[Point annotation records]
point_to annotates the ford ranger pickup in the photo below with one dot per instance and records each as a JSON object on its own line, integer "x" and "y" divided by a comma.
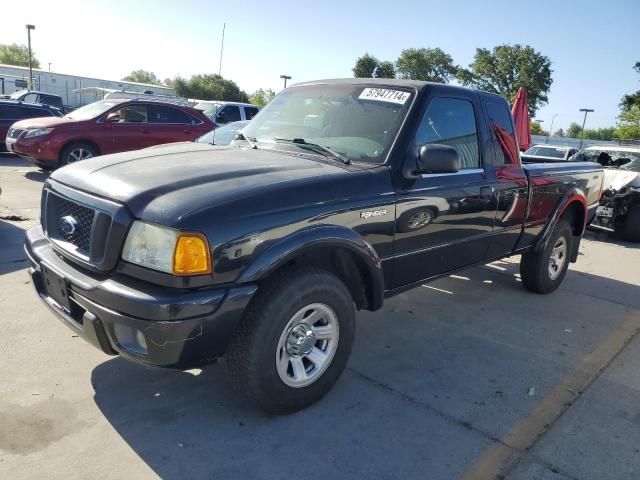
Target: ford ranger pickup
{"x": 342, "y": 193}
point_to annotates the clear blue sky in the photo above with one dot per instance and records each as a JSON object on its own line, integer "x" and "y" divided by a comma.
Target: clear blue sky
{"x": 592, "y": 45}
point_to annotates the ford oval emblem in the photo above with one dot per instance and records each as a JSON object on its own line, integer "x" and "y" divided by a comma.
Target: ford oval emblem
{"x": 68, "y": 225}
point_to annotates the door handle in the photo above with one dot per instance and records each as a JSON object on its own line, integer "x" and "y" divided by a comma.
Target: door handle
{"x": 487, "y": 193}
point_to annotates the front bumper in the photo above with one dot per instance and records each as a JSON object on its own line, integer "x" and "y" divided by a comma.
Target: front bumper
{"x": 181, "y": 328}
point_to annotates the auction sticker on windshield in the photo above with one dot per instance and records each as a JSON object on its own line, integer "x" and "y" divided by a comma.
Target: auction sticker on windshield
{"x": 385, "y": 95}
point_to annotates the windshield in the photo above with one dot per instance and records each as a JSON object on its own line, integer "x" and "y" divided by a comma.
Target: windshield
{"x": 358, "y": 123}
{"x": 91, "y": 111}
{"x": 546, "y": 152}
{"x": 18, "y": 94}
{"x": 223, "y": 135}
{"x": 625, "y": 160}
{"x": 209, "y": 109}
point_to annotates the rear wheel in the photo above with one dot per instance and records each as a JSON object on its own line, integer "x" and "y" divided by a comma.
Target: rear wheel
{"x": 543, "y": 272}
{"x": 76, "y": 152}
{"x": 631, "y": 227}
{"x": 294, "y": 340}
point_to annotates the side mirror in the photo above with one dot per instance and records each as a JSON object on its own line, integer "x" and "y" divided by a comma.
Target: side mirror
{"x": 436, "y": 158}
{"x": 222, "y": 117}
{"x": 112, "y": 118}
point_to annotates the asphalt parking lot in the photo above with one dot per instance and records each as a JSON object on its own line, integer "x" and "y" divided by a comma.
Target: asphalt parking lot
{"x": 470, "y": 377}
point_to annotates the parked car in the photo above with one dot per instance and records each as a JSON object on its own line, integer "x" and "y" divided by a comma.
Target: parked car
{"x": 12, "y": 111}
{"x": 179, "y": 254}
{"x": 33, "y": 96}
{"x": 224, "y": 135}
{"x": 548, "y": 153}
{"x": 103, "y": 127}
{"x": 619, "y": 209}
{"x": 222, "y": 113}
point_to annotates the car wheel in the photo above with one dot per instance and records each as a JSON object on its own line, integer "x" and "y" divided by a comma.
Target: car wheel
{"x": 294, "y": 340}
{"x": 76, "y": 152}
{"x": 631, "y": 228}
{"x": 543, "y": 272}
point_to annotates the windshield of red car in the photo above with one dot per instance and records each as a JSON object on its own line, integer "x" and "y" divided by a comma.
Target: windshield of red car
{"x": 90, "y": 111}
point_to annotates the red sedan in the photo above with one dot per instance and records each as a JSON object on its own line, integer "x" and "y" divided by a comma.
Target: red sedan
{"x": 107, "y": 126}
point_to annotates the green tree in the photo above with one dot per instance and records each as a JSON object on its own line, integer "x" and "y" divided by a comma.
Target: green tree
{"x": 507, "y": 68}
{"x": 18, "y": 55}
{"x": 628, "y": 101}
{"x": 143, "y": 76}
{"x": 536, "y": 129}
{"x": 385, "y": 69}
{"x": 629, "y": 124}
{"x": 429, "y": 64}
{"x": 574, "y": 130}
{"x": 262, "y": 96}
{"x": 365, "y": 66}
{"x": 606, "y": 133}
{"x": 210, "y": 87}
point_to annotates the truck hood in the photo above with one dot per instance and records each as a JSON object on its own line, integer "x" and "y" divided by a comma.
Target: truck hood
{"x": 42, "y": 122}
{"x": 163, "y": 184}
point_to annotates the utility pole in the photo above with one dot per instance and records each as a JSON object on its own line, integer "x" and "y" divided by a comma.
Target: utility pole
{"x": 586, "y": 111}
{"x": 29, "y": 28}
{"x": 550, "y": 128}
{"x": 285, "y": 78}
{"x": 224, "y": 27}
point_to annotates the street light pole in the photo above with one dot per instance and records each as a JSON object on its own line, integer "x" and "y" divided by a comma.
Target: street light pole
{"x": 586, "y": 111}
{"x": 29, "y": 28}
{"x": 285, "y": 78}
{"x": 550, "y": 128}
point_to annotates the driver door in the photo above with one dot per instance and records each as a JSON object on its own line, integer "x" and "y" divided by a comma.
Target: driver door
{"x": 445, "y": 221}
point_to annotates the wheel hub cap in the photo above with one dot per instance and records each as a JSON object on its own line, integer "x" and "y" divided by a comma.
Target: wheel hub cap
{"x": 300, "y": 341}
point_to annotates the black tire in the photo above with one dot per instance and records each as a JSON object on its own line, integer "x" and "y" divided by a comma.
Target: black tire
{"x": 535, "y": 267}
{"x": 67, "y": 153}
{"x": 631, "y": 227}
{"x": 251, "y": 356}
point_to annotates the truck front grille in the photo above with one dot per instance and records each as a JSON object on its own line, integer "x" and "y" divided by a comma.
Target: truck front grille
{"x": 74, "y": 224}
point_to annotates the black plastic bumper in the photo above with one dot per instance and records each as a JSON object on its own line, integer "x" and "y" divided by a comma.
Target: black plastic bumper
{"x": 181, "y": 328}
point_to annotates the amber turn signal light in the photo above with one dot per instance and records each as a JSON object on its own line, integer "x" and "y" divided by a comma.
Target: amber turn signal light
{"x": 191, "y": 256}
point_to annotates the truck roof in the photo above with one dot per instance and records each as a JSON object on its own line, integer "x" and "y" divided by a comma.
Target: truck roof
{"x": 395, "y": 82}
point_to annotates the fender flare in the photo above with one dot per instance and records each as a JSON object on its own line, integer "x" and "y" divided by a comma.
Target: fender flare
{"x": 569, "y": 198}
{"x": 291, "y": 246}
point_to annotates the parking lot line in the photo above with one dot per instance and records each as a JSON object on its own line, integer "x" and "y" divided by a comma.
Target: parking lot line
{"x": 500, "y": 458}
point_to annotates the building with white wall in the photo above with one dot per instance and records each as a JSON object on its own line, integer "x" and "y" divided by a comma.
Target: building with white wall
{"x": 14, "y": 78}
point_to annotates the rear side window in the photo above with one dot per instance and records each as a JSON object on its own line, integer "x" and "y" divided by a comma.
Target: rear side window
{"x": 452, "y": 122}
{"x": 250, "y": 112}
{"x": 502, "y": 128}
{"x": 9, "y": 112}
{"x": 132, "y": 114}
{"x": 164, "y": 114}
{"x": 36, "y": 112}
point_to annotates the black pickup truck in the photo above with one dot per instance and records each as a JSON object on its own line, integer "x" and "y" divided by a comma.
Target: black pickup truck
{"x": 345, "y": 192}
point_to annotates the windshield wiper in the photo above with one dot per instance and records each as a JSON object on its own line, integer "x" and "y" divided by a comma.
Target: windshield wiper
{"x": 302, "y": 143}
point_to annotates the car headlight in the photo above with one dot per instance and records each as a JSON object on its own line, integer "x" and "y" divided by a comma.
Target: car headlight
{"x": 167, "y": 250}
{"x": 38, "y": 132}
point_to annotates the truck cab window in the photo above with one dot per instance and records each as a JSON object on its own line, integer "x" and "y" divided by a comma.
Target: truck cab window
{"x": 502, "y": 128}
{"x": 452, "y": 122}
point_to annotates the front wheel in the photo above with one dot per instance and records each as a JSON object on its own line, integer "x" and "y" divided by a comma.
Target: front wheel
{"x": 294, "y": 340}
{"x": 543, "y": 272}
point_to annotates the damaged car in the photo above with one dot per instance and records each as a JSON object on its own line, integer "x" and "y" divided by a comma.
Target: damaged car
{"x": 619, "y": 209}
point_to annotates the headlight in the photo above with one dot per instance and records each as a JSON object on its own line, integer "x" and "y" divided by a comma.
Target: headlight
{"x": 38, "y": 132}
{"x": 167, "y": 250}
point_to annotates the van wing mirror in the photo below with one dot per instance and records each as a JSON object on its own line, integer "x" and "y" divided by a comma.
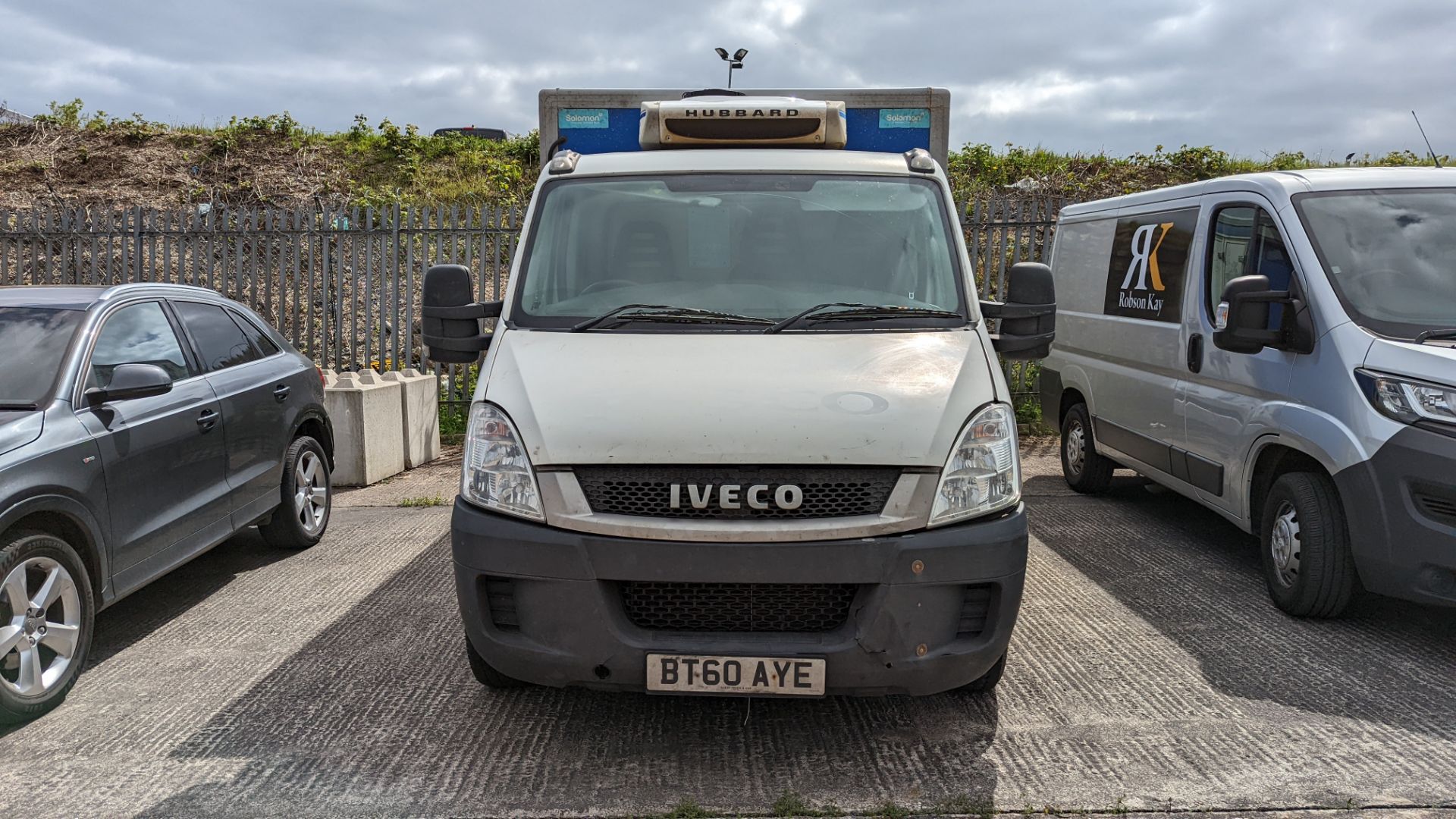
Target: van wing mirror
{"x": 131, "y": 381}
{"x": 450, "y": 316}
{"x": 1028, "y": 316}
{"x": 1242, "y": 318}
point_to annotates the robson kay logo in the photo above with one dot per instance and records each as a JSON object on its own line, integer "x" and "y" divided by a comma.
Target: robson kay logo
{"x": 1145, "y": 276}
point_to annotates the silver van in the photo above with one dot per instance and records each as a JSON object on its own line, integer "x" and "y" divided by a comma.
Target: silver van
{"x": 1279, "y": 347}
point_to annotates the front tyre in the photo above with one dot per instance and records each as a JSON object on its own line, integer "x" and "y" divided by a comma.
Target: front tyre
{"x": 1081, "y": 465}
{"x": 47, "y": 618}
{"x": 306, "y": 497}
{"x": 1305, "y": 547}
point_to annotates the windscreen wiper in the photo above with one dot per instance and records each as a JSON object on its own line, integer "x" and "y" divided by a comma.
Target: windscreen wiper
{"x": 666, "y": 314}
{"x": 859, "y": 311}
{"x": 1435, "y": 334}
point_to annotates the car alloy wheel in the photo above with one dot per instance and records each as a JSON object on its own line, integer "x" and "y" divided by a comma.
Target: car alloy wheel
{"x": 310, "y": 496}
{"x": 42, "y": 630}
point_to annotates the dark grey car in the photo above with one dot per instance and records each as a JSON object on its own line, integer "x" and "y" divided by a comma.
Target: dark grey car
{"x": 140, "y": 426}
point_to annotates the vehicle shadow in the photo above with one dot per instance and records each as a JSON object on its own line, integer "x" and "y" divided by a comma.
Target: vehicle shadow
{"x": 1197, "y": 579}
{"x": 172, "y": 595}
{"x": 381, "y": 714}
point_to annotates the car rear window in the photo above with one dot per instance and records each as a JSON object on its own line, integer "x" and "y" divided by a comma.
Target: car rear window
{"x": 34, "y": 341}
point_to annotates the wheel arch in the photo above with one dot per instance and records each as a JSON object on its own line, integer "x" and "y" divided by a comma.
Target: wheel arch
{"x": 71, "y": 521}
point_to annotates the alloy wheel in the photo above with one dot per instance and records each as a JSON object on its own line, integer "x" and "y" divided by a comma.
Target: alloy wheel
{"x": 310, "y": 491}
{"x": 41, "y": 615}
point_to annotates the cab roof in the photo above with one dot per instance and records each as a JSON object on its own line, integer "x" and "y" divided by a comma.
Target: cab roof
{"x": 748, "y": 161}
{"x": 1280, "y": 186}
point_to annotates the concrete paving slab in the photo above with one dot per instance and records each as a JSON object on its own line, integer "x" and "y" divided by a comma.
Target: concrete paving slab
{"x": 1149, "y": 672}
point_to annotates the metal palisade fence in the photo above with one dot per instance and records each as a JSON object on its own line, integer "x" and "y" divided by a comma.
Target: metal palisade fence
{"x": 344, "y": 283}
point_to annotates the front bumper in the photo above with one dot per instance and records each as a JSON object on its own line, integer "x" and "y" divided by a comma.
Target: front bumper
{"x": 565, "y": 623}
{"x": 1398, "y": 506}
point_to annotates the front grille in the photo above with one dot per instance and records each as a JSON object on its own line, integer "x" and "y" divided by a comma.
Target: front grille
{"x": 645, "y": 491}
{"x": 976, "y": 610}
{"x": 1436, "y": 504}
{"x": 737, "y": 607}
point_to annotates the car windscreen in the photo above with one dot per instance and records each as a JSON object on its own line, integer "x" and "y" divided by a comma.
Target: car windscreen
{"x": 764, "y": 245}
{"x": 1389, "y": 254}
{"x": 34, "y": 341}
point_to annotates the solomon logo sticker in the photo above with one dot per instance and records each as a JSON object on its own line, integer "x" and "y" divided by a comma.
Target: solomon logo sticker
{"x": 1145, "y": 276}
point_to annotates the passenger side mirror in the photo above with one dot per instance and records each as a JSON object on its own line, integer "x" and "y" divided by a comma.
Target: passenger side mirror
{"x": 131, "y": 381}
{"x": 1242, "y": 318}
{"x": 1028, "y": 316}
{"x": 450, "y": 316}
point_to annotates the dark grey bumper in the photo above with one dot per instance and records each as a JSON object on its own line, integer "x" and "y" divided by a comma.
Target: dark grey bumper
{"x": 573, "y": 629}
{"x": 1402, "y": 544}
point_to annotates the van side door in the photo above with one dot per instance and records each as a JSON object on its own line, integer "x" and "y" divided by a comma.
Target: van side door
{"x": 1131, "y": 350}
{"x": 1229, "y": 398}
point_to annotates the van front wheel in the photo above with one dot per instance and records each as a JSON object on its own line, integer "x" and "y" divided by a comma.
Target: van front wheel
{"x": 1305, "y": 547}
{"x": 1084, "y": 468}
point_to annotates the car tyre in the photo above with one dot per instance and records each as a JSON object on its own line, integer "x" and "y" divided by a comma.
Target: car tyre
{"x": 987, "y": 681}
{"x": 306, "y": 496}
{"x": 36, "y": 639}
{"x": 1084, "y": 468}
{"x": 485, "y": 673}
{"x": 1305, "y": 547}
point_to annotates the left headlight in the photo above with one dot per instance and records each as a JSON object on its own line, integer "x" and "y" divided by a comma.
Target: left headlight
{"x": 497, "y": 472}
{"x": 1407, "y": 400}
{"x": 983, "y": 472}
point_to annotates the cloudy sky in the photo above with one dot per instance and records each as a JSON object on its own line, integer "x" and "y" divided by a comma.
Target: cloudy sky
{"x": 1323, "y": 76}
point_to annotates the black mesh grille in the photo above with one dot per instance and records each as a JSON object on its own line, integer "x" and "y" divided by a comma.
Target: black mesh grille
{"x": 1436, "y": 504}
{"x": 976, "y": 610}
{"x": 737, "y": 607}
{"x": 645, "y": 491}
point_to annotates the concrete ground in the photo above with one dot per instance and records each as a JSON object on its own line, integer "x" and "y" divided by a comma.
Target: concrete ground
{"x": 1149, "y": 672}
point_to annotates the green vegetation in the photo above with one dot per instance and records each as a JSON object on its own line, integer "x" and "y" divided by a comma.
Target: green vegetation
{"x": 271, "y": 159}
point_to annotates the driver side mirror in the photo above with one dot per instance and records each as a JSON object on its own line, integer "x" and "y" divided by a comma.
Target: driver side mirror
{"x": 1242, "y": 318}
{"x": 450, "y": 316}
{"x": 131, "y": 381}
{"x": 1028, "y": 316}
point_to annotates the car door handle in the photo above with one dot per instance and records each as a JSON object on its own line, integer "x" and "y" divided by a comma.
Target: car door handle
{"x": 1196, "y": 352}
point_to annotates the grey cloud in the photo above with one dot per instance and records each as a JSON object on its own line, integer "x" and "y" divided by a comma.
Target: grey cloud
{"x": 1316, "y": 76}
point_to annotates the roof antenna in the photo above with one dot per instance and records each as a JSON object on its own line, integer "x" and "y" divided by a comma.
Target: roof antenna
{"x": 1436, "y": 159}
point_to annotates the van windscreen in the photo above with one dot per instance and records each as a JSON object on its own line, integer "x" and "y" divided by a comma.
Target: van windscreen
{"x": 1389, "y": 254}
{"x": 766, "y": 245}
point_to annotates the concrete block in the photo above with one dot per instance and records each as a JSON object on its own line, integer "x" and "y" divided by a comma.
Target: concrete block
{"x": 419, "y": 406}
{"x": 367, "y": 420}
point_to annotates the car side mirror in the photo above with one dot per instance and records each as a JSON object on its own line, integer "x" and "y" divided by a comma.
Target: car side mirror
{"x": 450, "y": 316}
{"x": 1028, "y": 316}
{"x": 131, "y": 381}
{"x": 1242, "y": 318}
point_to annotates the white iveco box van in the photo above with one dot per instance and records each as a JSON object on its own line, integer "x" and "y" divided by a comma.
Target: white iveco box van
{"x": 740, "y": 428}
{"x": 1279, "y": 347}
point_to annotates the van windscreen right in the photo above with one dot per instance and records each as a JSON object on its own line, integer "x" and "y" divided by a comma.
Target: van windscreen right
{"x": 1389, "y": 254}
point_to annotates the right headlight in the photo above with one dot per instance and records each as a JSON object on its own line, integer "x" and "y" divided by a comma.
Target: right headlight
{"x": 983, "y": 472}
{"x": 1408, "y": 400}
{"x": 497, "y": 474}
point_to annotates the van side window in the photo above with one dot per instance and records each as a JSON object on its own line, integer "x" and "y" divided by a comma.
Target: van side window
{"x": 1247, "y": 242}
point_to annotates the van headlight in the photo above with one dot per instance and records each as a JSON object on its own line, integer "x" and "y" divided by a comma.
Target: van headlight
{"x": 497, "y": 472}
{"x": 1408, "y": 400}
{"x": 983, "y": 472}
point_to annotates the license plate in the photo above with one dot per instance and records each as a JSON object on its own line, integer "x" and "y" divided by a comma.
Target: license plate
{"x": 699, "y": 673}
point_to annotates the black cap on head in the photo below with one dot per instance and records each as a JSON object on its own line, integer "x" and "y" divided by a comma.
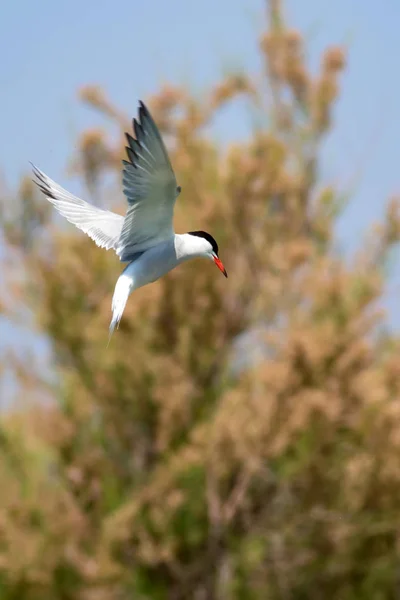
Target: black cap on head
{"x": 208, "y": 237}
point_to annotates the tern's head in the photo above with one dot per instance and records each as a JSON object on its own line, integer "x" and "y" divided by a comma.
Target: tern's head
{"x": 207, "y": 247}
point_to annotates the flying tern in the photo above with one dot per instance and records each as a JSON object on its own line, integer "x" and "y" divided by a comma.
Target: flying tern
{"x": 145, "y": 237}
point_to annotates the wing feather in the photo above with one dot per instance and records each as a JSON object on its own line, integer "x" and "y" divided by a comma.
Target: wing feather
{"x": 103, "y": 226}
{"x": 150, "y": 188}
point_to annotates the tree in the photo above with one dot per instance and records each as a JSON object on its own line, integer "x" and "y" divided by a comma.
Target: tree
{"x": 159, "y": 470}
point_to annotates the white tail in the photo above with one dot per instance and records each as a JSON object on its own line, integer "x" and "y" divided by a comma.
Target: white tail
{"x": 121, "y": 294}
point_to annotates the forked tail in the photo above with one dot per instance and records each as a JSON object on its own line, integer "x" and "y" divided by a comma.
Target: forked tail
{"x": 121, "y": 294}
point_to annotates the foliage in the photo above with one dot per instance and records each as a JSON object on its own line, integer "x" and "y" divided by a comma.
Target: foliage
{"x": 158, "y": 471}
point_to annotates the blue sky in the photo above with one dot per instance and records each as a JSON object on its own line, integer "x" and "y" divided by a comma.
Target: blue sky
{"x": 50, "y": 48}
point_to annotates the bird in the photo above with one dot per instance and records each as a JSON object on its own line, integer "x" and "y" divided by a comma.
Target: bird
{"x": 145, "y": 237}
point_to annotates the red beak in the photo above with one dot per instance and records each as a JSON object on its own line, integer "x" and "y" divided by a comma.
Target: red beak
{"x": 220, "y": 266}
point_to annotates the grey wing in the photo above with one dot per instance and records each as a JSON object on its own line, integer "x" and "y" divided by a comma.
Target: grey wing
{"x": 103, "y": 226}
{"x": 149, "y": 185}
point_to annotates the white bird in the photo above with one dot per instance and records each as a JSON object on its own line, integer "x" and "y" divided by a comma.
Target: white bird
{"x": 145, "y": 237}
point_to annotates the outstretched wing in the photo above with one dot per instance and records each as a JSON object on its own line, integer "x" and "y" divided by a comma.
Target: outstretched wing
{"x": 150, "y": 187}
{"x": 103, "y": 226}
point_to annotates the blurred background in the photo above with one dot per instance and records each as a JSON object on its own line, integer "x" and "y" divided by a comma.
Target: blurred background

● **Exercise directions**
Return precisely the lines of the records, starting with the line that holds "point_to annotates the forked" and ending with the last one.

● **Solution to this exercise**
point_to annotates the forked tail in the photo above with one dot per instance and records each as a JSON object on its own line, integer "x" and "y" divided by a comma.
Target: forked tail
{"x": 121, "y": 294}
point_to annotates the foliage in the photo above with one dot per instance and records each as a JSON object on its own line, integer "x" and "y" divided by a comma.
Target: foliage
{"x": 158, "y": 471}
point_to annotates the blue sky in the photo above with one dot per instance and records each as a JSON object on its own line, integer "x" and "y" divided by a comma.
Target: blue sky
{"x": 50, "y": 48}
point_to annotates the bird in the photo above with one dot per instance and records each as a JSON object on its own line, integer "x" and "y" divided by a comma.
Target: bird
{"x": 145, "y": 237}
point_to annotates the red beak in the photo above with one dot per instance and records each as a JSON object on its own line, integer "x" and "y" divided by a comma.
Target: red beak
{"x": 220, "y": 266}
point_to annotates the grey wing in the photo above with one dot per instance and records each as a JSON object on its own line, integer "x" and "y" divided by a comma.
Target: grey wing
{"x": 103, "y": 226}
{"x": 149, "y": 185}
point_to annotates the white bird in the photo above with one dot per instance and records each as a JSON object on its own line, integer "x" and "y" divided by a comma.
Target: white bird
{"x": 145, "y": 237}
point_to annotates the outstretched wing in the photo above with one dot per instance and records each as a JSON object on its own line, integer "x" and "y" divided by a comma.
Target: outstretched wing
{"x": 150, "y": 187}
{"x": 103, "y": 226}
point_to annotates the blurred background in the photo above with one dot per instance and records each as a JSON object on its own line, integer "x" and "y" divided by a comma.
Target: blurred background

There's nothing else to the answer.